Please give the listing underneath again, exactly as shown.

=== Begin Enclosure ===

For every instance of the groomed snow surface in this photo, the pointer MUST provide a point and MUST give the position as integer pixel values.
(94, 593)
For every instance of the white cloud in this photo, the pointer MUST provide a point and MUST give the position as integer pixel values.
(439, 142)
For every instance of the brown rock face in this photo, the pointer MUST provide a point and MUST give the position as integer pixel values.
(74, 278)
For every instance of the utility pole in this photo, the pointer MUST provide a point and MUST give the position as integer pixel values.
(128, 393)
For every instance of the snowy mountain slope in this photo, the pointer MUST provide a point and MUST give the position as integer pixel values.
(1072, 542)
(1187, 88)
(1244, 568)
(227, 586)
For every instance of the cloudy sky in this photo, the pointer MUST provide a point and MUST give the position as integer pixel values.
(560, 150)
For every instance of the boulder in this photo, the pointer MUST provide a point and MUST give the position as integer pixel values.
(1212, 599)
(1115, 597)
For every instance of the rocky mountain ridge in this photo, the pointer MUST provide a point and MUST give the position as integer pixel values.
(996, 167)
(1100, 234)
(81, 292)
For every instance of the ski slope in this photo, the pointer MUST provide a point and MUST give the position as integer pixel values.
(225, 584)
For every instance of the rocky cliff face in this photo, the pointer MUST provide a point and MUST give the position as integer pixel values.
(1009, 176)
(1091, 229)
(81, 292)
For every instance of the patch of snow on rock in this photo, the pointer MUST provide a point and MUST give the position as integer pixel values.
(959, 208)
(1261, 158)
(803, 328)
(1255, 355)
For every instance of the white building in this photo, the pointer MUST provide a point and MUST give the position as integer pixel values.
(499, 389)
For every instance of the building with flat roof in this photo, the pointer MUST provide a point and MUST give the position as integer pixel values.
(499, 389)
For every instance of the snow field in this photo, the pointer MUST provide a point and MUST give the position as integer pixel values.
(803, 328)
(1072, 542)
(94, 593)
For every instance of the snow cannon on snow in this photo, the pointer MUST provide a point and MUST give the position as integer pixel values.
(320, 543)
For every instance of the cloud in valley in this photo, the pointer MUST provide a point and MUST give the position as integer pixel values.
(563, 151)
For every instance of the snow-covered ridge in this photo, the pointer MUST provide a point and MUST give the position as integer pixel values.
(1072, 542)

=== End Enclosure ===

Result below>
For every instance of the groomed snow surface in this photo, the pointer MUST provide a point and MUST give the position as integer pixel values.
(94, 593)
For every instance of the white cloud in this photo, the pointer MUST provide a point and MUST give the position as integer pixel values.
(439, 142)
For every instance of the brown rock face in this photo, the pointer MUST provide a point and MUST give the position as integer pixel values.
(74, 278)
For every instance of the utility pole in this photo, the pointer MUST provide a point and MUST give the position as integer pixel values.
(128, 393)
For every instance of the snowy mountain slope in this photo, the pointer MUST provide a point and MUST give the position as integer pixel values.
(1072, 542)
(1187, 88)
(1244, 568)
(227, 586)
For every instance of the cloudy sky in this photo, the pointer MUST provide a point and MUST give the position as integer pixel values.
(560, 150)
For every instance of the boulder in this photo, the pointer MUST provide a point and MUST give the position as integer pixel values.
(1212, 599)
(1115, 597)
For every instance of the rocky mountain ridge in this photo, the pointer MUST provide a point and MUST give the position as integer pixel values.
(996, 167)
(1100, 234)
(81, 292)
For every instance of the ski slope in this photo, the pointer MUST provide a point and MUST give the position as integer pixel values.
(225, 584)
For every instance of the rocky cliff face in this photo, the pointer MUST provide a point and MUST give the position as integer pixel values.
(1009, 176)
(1091, 229)
(81, 292)
For every instance of the patch of snow on rock in this photo, the pointer MUST provide a point and MUST give the position as integer pixel values.
(959, 208)
(1261, 158)
(803, 328)
(1255, 355)
For every instance of the white building in this photo, the pointer MUST provide a point and MUST give the position as integer pixel values.
(499, 389)
For every instance of the building with flat roof in this photo, the pointer MUST provide a point and MUST give the position as integer pixel values.
(499, 389)
For every instance of the snow field in this photo, the pointer MUST provide a point and MUST give the position as integer pixel values.
(803, 328)
(1072, 542)
(94, 593)
For every instance of the snow cannon on snow in this photo, the pointer MUST provide a point and MUST give the position as integer pixel values.
(320, 543)
For every instance of the cloud in valley in this photo, the pointer MUST provide a point and MUST give the position as integer pixel values.
(563, 151)
For every instance of the snow-covered ridge in this photo, the pointer MUST provide a point and MUST give the position as integer pixel values.
(1072, 542)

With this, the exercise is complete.